• Problem:
From the text on the Adam optimizer below, output the passage that begins with the words containing "Adam is the" and ends with "the uncentered variance).", copied word for word.

• Extract provided:
=== Section Start ===
Adaptive Moment Estimation (Adam)

Adam is the fusion of Momentum and RMSProp. It tracks both the First Moment ($\mathbf{m}_t$, the mean) and the Second Moment ($\mathbf{v}_t$, the uncentered variance).

Update Moments:

\[\mathbf{m}_t = \beta_1 \mathbf{m}_{t-1} + (1 - \beta_1) \mathbf{g}_t \tag{14}\] \[\mathbf{v}_t = \beta_2 \mathbf{v}_{t-1} + (1 - \beta_2) \mathbf{g}_t^2 \tag{15}\]

Bias Correction: Since $\mathbf{m}_t$ and $\mathbf{v}_t$ are initialized at zero, they are biased toward zero in early steps. We correct this:

\[\hat{\mathbf{m}}_t = \frac{\mathbf{m}_t}{1 - \beta_1^t}, \quad \hat{\mathbf{v}}_t = \frac{\mathbf{v}_t}{1 - \beta_2^t} \tag{16} \label{eq:adam-bias-correction}\]

Update Weights:

\[\mathbf{w}_{t+1} = \mathbf{w}_t - \frac{\eta}{\sqrt{\hat{\mathbf{v}}_t} + \epsilon} \hat{\mathbf{m}}_t \tag{17}\]

Adam effectively combined three critical ideas. It uses $\hat{\mathbf{m}}_t$ to navigate high-curvature valleys, $\hat{\mathbf{v}}_t$ to handle non-stationary objectives, and the Bias Correction steps in Eq. $\eqref{eq:adam-bias-correction}$ to ensure the optimizer is effective from the very first iterations.

Adam with Decoupled Weight Decay (AdamW)

Despite its success, Adam had a mathematical flaw in how it handled weight decay. In standard Adam, the $L_2$ penalty is added to the gradient, meaning it also gets scaled by the inverse of $\sqrt{\mathbf{v}_t}$. This results in non-uniform regularization. AdamW decouples weight decay by applying it directly to the weights:

\[\mathbf{w}_{t+1} = \mathbf{w}_t - \underbrace{\eta \left( \frac{\hat{\mathbf{m}}_t}{\sqrt{\hat{\mathbf{v}_t}} + \epsilon} \right)}_{\text{Adaptive Update}} - \underbrace{\eta \lambda \mathbf{w}_t}_{\text{Decoupled Decay}} \tag{18}\]

Beyond AdamW

Several newer optimizers address AdamW’s memory overhead and its ignorance of “curvature” (second-order information).
=== Section End ===
• Excerpted data:
=== Section Start ===
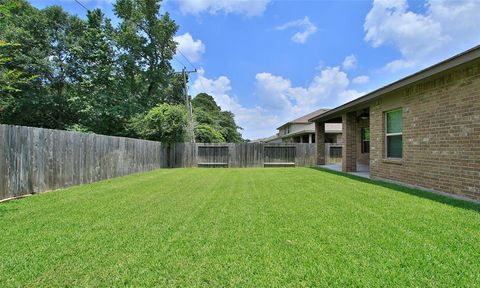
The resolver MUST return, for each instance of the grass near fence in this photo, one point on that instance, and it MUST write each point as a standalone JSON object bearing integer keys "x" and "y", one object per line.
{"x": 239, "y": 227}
=== Section End ===
=== Section Start ===
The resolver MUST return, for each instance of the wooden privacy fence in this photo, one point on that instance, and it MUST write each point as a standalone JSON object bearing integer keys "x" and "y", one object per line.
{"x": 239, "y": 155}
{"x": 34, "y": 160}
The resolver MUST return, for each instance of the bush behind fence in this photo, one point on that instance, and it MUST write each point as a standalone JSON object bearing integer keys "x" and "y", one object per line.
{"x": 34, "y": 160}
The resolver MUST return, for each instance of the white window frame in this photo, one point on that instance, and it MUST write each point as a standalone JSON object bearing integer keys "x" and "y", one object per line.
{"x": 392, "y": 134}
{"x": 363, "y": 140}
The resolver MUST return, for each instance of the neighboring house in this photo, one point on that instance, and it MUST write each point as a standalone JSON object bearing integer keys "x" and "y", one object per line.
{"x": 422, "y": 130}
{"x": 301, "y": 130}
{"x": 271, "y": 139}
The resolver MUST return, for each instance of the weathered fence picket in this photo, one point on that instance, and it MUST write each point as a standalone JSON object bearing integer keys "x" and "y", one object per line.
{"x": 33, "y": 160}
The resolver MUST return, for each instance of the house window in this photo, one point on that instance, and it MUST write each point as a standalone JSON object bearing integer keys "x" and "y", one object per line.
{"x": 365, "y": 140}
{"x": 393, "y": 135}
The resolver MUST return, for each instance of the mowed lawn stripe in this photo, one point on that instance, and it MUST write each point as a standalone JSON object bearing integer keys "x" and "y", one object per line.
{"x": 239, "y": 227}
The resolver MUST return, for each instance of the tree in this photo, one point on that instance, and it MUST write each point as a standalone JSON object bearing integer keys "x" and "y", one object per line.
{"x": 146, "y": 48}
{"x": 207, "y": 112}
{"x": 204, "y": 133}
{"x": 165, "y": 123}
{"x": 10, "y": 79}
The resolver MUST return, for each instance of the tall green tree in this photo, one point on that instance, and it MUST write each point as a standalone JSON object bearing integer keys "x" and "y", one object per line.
=== Section End ===
=== Section Start ===
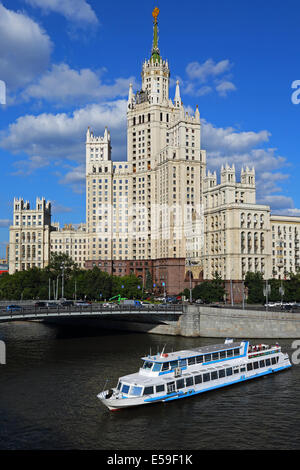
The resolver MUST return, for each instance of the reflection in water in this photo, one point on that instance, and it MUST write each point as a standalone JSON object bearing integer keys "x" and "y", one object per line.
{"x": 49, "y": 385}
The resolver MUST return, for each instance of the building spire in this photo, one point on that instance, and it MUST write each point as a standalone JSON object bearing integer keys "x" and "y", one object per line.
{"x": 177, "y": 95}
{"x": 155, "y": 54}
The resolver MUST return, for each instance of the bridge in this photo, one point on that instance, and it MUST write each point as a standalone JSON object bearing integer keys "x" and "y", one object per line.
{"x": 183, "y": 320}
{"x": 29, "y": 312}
=== Section End ===
• Result of the task:
Adam is the fusion of Momentum and RMSProp. It tracks both the First Moment ($\mathbf{m}_t$, the mean) and the Second Moment ($\mathbf{v}_t$, the uncentered variance).